Could you rewrite the records from their start through the line containing "[(226, 199)]", requests included, offsetting every coordinate in the answers by 86 and leaving out the pictures?

==== SUPPLIED DATA

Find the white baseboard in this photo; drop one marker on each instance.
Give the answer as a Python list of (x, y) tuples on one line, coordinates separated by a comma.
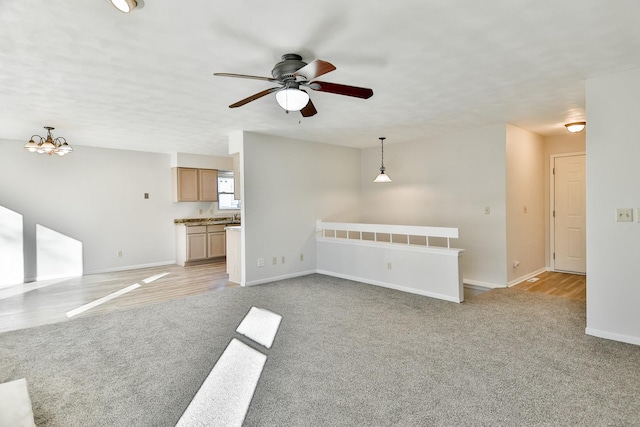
[(526, 277), (612, 336), (389, 285), (130, 267), (282, 277), (482, 284)]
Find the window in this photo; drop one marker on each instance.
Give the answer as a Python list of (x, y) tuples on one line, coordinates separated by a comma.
[(226, 199)]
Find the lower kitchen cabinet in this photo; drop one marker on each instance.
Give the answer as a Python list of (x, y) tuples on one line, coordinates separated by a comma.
[(216, 242)]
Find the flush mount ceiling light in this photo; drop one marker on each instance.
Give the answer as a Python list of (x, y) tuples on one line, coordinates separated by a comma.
[(48, 145), (382, 177), (292, 98), (575, 126), (125, 6)]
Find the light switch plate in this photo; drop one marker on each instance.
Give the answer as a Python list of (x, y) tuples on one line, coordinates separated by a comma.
[(624, 215)]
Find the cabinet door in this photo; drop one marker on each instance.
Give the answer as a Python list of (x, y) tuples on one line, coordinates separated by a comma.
[(208, 185), (217, 244), (187, 185), (196, 246)]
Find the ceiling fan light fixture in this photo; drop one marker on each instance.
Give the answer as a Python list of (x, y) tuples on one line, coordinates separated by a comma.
[(125, 6), (575, 127), (291, 99)]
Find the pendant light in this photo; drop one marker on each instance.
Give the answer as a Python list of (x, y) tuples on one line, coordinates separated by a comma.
[(382, 177), (575, 127)]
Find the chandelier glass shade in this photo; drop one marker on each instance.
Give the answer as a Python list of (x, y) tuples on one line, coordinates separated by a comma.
[(292, 99), (48, 145), (382, 177)]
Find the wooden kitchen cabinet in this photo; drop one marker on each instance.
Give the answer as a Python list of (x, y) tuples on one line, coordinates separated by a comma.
[(217, 246), (196, 247), (208, 185), (195, 185)]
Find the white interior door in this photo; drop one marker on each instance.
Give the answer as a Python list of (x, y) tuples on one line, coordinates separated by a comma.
[(570, 253)]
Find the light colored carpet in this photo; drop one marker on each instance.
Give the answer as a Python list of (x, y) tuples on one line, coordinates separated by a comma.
[(260, 325), (224, 397), (347, 354)]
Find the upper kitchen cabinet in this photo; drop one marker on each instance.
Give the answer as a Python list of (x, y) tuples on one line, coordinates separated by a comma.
[(195, 185)]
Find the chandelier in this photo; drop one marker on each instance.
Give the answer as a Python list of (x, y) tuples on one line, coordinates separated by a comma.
[(48, 145)]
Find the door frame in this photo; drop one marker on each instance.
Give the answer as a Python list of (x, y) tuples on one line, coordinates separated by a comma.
[(552, 191)]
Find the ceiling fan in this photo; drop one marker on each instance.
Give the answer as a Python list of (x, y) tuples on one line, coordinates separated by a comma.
[(293, 75)]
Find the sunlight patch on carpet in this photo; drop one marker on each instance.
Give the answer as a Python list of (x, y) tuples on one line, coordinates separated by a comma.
[(260, 325), (102, 300), (225, 395)]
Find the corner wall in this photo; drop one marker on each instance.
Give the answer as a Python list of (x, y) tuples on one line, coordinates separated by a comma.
[(447, 181), (613, 270), (288, 185), (525, 204)]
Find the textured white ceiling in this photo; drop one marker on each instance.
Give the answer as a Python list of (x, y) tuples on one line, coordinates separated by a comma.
[(144, 81)]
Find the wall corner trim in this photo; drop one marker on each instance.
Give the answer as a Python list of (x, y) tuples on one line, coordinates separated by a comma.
[(612, 336)]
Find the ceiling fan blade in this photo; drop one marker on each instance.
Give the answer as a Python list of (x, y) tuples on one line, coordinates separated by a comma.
[(314, 69), (358, 92), (244, 76), (309, 110), (254, 97)]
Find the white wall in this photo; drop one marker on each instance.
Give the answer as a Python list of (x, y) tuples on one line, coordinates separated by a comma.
[(525, 204), (613, 174), (447, 181), (554, 145), (288, 185), (95, 196)]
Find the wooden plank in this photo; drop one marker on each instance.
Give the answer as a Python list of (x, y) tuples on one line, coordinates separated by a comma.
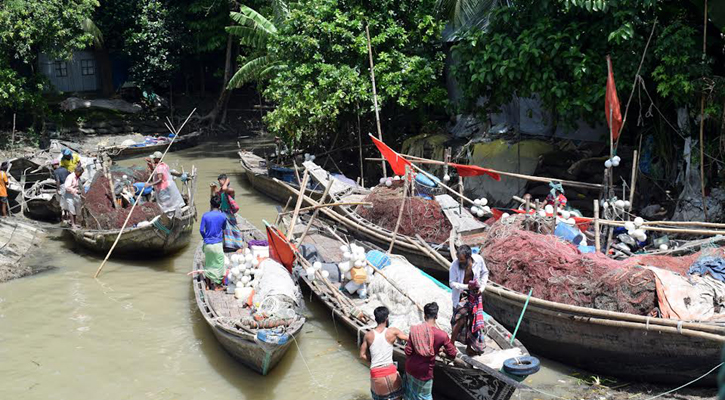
[(321, 176)]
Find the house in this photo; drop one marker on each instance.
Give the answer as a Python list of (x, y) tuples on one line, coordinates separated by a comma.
[(79, 74)]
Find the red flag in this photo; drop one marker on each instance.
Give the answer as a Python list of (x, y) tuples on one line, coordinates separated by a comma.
[(396, 161), (614, 121), (473, 170), (280, 249)]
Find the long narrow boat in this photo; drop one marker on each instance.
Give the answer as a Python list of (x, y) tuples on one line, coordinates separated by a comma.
[(42, 200), (464, 378), (258, 175), (120, 152), (164, 234), (226, 317), (617, 344)]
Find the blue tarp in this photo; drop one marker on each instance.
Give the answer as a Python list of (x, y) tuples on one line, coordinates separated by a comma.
[(715, 266)]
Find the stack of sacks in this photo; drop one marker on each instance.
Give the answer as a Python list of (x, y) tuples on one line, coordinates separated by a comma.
[(242, 269), (355, 270)]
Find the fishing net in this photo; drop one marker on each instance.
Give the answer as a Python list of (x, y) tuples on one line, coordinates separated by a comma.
[(98, 211), (420, 216), (421, 288), (557, 271)]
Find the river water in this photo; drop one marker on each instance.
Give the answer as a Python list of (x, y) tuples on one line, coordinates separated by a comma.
[(135, 332)]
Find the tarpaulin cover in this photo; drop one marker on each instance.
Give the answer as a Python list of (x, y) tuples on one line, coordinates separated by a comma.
[(396, 161), (474, 170), (280, 249)]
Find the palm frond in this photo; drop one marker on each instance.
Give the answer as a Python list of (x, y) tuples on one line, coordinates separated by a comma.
[(250, 71), (248, 17), (249, 37), (90, 27)]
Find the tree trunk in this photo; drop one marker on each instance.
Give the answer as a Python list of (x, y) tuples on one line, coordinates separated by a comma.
[(221, 101), (105, 72)]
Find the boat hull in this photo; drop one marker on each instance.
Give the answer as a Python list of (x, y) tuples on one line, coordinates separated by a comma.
[(146, 240), (630, 353)]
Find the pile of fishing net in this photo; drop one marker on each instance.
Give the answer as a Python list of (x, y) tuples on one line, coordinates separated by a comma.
[(420, 287), (557, 271), (98, 212), (420, 216)]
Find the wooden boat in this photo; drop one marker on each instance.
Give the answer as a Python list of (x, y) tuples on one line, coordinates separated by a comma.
[(120, 152), (42, 200), (610, 343), (465, 378), (223, 315), (163, 236), (628, 346), (258, 175)]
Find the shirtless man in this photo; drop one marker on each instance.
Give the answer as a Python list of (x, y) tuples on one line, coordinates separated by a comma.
[(377, 347)]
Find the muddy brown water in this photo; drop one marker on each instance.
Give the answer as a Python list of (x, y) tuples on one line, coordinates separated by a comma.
[(135, 332)]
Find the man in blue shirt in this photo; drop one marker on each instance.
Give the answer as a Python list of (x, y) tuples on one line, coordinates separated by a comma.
[(212, 230)]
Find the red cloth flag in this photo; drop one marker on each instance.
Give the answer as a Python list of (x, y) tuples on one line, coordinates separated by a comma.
[(611, 101), (396, 161), (280, 249), (473, 170)]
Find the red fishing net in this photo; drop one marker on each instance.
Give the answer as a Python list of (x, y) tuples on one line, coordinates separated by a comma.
[(557, 271), (98, 211), (420, 216)]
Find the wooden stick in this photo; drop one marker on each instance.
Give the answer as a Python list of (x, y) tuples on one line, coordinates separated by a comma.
[(597, 232), (303, 186), (328, 205), (138, 196), (635, 163), (564, 182), (317, 210), (375, 94), (400, 212)]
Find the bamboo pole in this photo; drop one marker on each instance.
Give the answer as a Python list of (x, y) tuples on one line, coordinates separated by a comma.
[(303, 186), (317, 210), (394, 236), (635, 162), (702, 120), (328, 205), (138, 196), (375, 94), (377, 270), (564, 182), (597, 229)]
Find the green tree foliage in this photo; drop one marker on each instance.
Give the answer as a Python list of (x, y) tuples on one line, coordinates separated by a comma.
[(323, 80), (29, 27), (254, 31), (555, 49), (153, 44)]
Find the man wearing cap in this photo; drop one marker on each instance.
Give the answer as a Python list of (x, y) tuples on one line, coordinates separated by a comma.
[(61, 174), (167, 194), (70, 160)]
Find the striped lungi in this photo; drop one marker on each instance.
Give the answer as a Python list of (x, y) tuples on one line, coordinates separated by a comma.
[(385, 383)]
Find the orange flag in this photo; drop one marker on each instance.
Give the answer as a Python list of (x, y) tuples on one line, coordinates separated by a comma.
[(611, 102)]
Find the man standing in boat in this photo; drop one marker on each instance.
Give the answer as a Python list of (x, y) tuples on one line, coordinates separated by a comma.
[(468, 275), (385, 381), (212, 231), (72, 196), (426, 340), (167, 194)]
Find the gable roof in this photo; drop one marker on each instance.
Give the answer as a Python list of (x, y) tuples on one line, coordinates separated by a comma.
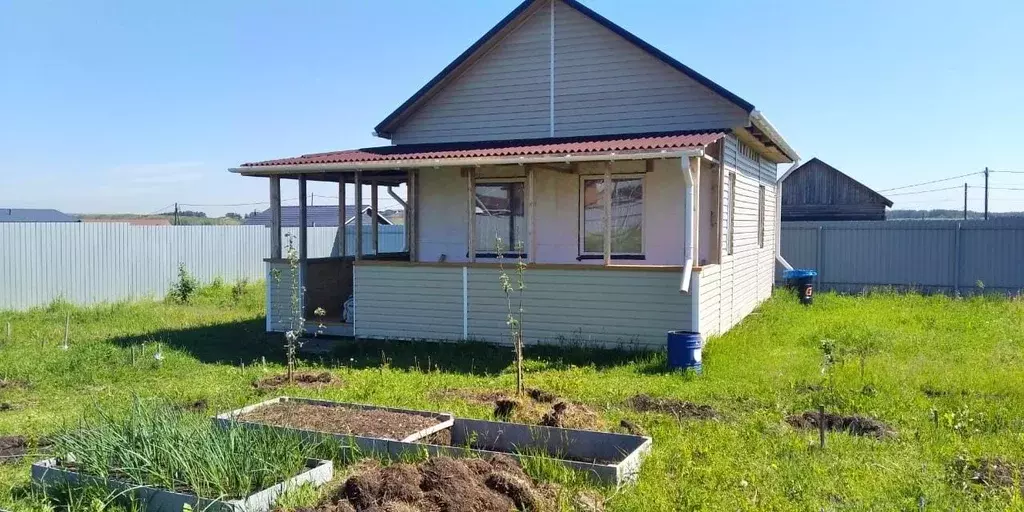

========

◆ WORKED SOLUTION:
Find the white baseboard in this photo; drop one marker on each instance.
Give the answer as a Python list of (x, y) tuples on one line, coordinates separated by a comma.
[(612, 363), (698, 422), (475, 371), (216, 353), (368, 363), (568, 370)]
Find the window in this photo; drop one marker on each instance.
Give the answer as a Python list of (x, y) tuples on one line, coordinates separated by a comma.
[(312, 285)]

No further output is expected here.